Records from a data source:

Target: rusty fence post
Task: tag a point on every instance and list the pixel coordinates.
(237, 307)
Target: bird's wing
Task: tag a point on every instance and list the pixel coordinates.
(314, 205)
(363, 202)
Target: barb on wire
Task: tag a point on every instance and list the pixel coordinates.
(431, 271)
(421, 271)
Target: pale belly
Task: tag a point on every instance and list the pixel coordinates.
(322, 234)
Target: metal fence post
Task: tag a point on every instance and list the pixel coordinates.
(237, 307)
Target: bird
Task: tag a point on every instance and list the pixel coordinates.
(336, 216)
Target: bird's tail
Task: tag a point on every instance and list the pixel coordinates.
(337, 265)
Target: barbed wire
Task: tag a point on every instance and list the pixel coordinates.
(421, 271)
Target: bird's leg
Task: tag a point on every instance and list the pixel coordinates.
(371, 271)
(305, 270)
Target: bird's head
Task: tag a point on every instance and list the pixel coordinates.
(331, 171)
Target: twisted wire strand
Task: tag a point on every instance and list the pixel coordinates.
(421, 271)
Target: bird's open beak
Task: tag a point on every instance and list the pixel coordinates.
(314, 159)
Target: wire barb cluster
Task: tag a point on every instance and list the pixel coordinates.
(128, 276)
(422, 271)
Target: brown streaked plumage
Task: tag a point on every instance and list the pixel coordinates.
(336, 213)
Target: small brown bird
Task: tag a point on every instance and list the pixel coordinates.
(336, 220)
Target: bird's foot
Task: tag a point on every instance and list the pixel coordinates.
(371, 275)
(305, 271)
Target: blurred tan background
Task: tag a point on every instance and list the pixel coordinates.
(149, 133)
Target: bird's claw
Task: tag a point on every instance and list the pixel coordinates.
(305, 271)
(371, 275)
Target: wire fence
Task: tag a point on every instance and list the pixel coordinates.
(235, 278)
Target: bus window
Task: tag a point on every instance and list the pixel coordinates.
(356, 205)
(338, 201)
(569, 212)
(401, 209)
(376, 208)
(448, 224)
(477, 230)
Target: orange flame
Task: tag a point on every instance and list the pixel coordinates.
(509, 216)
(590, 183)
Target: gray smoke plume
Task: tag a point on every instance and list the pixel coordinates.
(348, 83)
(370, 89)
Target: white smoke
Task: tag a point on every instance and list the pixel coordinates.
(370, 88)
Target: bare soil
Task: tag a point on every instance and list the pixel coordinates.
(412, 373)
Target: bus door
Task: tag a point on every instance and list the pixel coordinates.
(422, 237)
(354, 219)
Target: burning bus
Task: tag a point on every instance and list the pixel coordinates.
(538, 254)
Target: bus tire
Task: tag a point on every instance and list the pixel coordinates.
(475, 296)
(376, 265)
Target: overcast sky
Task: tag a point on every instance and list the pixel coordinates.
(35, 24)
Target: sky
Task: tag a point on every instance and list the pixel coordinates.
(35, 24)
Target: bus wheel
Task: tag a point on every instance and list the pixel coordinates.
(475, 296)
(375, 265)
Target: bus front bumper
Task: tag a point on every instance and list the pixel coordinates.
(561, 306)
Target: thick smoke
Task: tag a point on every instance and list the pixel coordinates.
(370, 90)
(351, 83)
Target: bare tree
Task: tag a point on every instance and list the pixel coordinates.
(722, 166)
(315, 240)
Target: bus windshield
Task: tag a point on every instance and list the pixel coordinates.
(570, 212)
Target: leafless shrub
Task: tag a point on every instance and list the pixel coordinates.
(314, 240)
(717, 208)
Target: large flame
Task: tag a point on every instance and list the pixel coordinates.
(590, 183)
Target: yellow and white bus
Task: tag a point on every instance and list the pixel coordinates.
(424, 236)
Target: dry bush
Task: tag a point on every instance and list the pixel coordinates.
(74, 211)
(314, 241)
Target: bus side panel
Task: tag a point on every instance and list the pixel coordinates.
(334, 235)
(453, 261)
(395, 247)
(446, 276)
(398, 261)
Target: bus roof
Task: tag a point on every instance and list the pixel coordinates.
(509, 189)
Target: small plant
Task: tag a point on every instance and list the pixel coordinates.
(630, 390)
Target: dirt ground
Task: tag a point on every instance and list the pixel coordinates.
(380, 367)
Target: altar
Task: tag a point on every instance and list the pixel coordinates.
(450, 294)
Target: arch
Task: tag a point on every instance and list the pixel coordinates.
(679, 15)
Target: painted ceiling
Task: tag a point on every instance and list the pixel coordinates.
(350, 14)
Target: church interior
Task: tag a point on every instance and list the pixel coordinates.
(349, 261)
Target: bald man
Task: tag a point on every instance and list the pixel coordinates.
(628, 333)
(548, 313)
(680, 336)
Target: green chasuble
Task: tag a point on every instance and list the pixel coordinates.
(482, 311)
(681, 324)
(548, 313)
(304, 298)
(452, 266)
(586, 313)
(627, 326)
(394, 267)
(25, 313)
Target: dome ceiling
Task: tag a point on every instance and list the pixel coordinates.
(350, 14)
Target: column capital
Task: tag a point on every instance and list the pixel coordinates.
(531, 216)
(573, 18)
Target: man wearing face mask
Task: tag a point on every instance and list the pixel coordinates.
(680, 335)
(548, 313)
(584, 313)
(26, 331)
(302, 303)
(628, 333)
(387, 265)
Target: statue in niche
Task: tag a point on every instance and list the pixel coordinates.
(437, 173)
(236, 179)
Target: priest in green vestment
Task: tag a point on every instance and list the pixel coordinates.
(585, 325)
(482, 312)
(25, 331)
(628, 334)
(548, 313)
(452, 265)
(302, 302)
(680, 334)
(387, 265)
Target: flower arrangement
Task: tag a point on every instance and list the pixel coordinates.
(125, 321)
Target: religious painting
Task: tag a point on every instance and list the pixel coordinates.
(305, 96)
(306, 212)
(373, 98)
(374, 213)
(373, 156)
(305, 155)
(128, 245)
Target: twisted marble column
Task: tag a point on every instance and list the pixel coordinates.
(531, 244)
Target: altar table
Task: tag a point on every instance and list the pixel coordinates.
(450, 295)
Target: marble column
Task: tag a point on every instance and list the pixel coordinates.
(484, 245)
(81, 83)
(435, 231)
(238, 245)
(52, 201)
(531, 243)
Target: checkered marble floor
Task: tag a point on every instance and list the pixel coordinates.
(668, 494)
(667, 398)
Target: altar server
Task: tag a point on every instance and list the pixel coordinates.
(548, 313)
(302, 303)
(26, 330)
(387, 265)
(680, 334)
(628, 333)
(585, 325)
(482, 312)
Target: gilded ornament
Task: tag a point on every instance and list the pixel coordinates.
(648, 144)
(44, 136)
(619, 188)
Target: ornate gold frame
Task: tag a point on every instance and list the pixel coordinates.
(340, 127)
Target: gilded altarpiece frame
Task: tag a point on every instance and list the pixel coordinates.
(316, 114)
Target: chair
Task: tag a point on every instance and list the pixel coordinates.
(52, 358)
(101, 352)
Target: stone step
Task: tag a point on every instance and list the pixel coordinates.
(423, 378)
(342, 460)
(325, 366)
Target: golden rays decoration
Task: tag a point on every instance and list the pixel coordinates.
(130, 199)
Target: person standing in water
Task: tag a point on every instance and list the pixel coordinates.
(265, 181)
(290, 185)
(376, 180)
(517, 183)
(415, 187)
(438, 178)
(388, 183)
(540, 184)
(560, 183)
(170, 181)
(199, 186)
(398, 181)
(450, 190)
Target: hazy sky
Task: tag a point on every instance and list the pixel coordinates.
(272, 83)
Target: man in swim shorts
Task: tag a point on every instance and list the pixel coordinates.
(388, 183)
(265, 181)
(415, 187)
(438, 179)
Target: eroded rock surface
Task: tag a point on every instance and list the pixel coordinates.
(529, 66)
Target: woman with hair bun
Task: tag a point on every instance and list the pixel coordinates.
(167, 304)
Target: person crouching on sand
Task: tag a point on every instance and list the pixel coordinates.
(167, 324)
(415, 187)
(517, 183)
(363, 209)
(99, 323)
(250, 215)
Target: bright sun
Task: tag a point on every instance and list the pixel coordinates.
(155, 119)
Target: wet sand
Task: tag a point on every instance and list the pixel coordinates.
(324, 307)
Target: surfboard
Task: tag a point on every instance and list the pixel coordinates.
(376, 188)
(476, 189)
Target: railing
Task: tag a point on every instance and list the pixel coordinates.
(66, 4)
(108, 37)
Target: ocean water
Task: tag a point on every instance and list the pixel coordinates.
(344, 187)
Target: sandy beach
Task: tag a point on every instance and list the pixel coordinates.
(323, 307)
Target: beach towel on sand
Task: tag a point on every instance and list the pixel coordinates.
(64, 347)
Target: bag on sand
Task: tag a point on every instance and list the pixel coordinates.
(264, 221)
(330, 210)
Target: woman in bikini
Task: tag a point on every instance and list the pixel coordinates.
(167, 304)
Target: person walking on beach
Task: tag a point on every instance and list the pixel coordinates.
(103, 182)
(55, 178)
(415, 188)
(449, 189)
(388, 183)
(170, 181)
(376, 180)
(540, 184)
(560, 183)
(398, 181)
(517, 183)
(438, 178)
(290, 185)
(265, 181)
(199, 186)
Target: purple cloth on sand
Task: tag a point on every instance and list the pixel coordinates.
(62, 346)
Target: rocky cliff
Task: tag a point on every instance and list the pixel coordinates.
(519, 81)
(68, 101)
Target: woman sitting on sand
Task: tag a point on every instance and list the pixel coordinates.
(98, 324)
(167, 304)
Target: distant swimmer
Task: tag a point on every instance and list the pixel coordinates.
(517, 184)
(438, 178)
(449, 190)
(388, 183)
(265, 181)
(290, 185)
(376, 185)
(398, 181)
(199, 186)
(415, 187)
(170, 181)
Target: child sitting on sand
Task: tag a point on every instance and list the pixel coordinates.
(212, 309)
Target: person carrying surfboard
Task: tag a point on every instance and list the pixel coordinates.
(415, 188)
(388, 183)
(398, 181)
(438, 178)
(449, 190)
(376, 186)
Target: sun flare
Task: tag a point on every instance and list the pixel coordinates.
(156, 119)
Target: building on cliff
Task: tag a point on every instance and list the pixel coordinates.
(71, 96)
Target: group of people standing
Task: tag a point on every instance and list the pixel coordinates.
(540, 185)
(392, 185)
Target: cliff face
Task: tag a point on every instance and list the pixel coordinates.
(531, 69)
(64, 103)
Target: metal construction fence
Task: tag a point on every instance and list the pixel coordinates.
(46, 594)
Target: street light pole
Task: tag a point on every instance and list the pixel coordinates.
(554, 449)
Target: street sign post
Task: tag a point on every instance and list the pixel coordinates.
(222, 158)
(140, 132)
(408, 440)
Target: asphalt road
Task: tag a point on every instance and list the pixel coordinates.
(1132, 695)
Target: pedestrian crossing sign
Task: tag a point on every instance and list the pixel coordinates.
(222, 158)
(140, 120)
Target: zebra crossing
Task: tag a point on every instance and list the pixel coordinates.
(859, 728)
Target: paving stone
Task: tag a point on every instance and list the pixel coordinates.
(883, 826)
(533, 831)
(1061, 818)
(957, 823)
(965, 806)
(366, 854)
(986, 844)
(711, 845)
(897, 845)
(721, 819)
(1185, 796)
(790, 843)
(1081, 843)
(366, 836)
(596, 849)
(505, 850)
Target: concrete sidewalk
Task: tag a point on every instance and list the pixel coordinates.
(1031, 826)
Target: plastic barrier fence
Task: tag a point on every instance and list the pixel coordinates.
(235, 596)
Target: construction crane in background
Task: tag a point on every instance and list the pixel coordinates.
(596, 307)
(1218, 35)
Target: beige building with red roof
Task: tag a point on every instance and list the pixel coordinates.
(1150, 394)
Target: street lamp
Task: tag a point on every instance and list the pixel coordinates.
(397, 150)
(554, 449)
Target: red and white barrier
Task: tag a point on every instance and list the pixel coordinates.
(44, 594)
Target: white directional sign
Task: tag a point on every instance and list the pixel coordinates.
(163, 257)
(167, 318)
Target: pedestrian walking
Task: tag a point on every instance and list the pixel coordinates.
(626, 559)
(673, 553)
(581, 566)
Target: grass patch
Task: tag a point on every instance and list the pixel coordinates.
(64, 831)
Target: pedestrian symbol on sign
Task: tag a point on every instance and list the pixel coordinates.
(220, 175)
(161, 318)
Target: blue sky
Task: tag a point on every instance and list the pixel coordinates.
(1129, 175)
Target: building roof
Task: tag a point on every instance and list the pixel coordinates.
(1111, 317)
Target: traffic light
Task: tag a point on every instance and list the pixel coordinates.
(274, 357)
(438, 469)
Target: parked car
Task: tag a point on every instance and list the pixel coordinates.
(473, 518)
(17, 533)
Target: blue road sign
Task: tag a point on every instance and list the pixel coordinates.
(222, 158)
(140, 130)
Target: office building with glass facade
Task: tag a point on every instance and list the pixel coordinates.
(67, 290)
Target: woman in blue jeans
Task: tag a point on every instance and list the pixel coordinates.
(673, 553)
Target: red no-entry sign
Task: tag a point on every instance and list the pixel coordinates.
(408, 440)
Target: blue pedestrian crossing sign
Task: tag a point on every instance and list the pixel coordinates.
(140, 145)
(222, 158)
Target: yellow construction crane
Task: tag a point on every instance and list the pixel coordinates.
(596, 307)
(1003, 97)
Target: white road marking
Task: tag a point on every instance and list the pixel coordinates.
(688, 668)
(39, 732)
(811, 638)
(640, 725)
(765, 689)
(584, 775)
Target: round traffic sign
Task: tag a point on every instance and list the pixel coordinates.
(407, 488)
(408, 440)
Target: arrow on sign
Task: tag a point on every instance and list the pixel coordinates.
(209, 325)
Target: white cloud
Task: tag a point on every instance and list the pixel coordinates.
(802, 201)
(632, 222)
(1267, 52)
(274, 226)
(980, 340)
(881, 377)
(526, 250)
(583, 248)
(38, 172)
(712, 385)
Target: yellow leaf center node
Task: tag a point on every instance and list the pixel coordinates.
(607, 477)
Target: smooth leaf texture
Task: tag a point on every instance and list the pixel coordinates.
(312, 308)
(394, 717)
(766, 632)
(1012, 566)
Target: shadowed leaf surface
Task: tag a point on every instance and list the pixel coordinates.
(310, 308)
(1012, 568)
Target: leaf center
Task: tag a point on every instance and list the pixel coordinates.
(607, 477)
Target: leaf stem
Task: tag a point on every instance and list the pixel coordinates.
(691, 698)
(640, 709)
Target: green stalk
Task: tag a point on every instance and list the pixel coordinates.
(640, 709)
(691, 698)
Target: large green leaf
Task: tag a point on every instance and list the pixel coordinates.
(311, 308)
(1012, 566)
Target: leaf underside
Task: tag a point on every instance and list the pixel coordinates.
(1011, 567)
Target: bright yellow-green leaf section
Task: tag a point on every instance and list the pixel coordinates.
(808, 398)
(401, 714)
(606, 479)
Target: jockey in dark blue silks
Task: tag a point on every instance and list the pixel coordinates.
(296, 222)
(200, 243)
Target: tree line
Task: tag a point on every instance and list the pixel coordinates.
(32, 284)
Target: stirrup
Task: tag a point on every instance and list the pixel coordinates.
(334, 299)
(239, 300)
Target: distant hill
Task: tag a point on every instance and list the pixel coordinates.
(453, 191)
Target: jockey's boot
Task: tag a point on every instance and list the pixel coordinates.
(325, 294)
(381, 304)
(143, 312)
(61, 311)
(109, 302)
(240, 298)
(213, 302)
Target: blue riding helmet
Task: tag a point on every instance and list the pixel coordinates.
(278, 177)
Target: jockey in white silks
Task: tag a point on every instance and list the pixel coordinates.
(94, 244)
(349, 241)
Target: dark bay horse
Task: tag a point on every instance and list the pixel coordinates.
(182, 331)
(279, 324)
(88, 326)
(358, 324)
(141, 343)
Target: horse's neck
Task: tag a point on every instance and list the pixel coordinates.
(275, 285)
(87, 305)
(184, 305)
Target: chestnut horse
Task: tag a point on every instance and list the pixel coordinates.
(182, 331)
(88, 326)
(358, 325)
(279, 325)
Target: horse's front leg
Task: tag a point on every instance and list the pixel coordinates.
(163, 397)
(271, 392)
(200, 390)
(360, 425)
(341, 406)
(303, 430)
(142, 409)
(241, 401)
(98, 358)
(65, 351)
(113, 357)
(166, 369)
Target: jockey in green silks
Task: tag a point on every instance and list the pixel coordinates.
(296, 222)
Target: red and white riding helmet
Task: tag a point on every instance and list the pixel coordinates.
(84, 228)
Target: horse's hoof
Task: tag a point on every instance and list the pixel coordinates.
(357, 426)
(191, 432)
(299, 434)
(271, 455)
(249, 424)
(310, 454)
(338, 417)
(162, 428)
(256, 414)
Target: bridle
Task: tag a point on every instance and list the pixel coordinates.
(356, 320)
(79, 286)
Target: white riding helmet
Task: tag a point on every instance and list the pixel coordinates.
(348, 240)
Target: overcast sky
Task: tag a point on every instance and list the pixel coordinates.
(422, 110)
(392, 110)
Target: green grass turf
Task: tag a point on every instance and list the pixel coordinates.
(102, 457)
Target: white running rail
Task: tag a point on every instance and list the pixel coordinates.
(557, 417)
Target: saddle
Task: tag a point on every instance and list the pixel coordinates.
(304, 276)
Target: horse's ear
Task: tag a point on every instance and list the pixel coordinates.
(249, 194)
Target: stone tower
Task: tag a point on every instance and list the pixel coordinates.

## The exercise
Nothing but the lines from the one with "Target: bridle" through the last line should be repeated, each exactly as it stands.

## Reply to the task
Target: bridle
Task: tag a point on every instance and list the pixel coordinates.
(356, 320)
(79, 286)
Target: white riding helmet
Task: tag a point on every instance and list the pixel coordinates.
(348, 240)
Target: overcast sky
Task: tag a point on every instance and list the pixel coordinates.
(422, 110)
(392, 110)
Target: green grass turf
Task: tag a point on every instance and list the pixel coordinates.
(102, 457)
Target: white running rail
Task: tag a point on every instance and list the pixel coordinates.
(557, 417)
Target: saddle
Task: tag a point on every instance and list the pixel coordinates.
(304, 276)
Target: horse's ear
Task: tag a point on every instance and list the pixel coordinates.
(249, 194)
Target: stone tower
Task: tag a point on every instance and list the pixel coordinates.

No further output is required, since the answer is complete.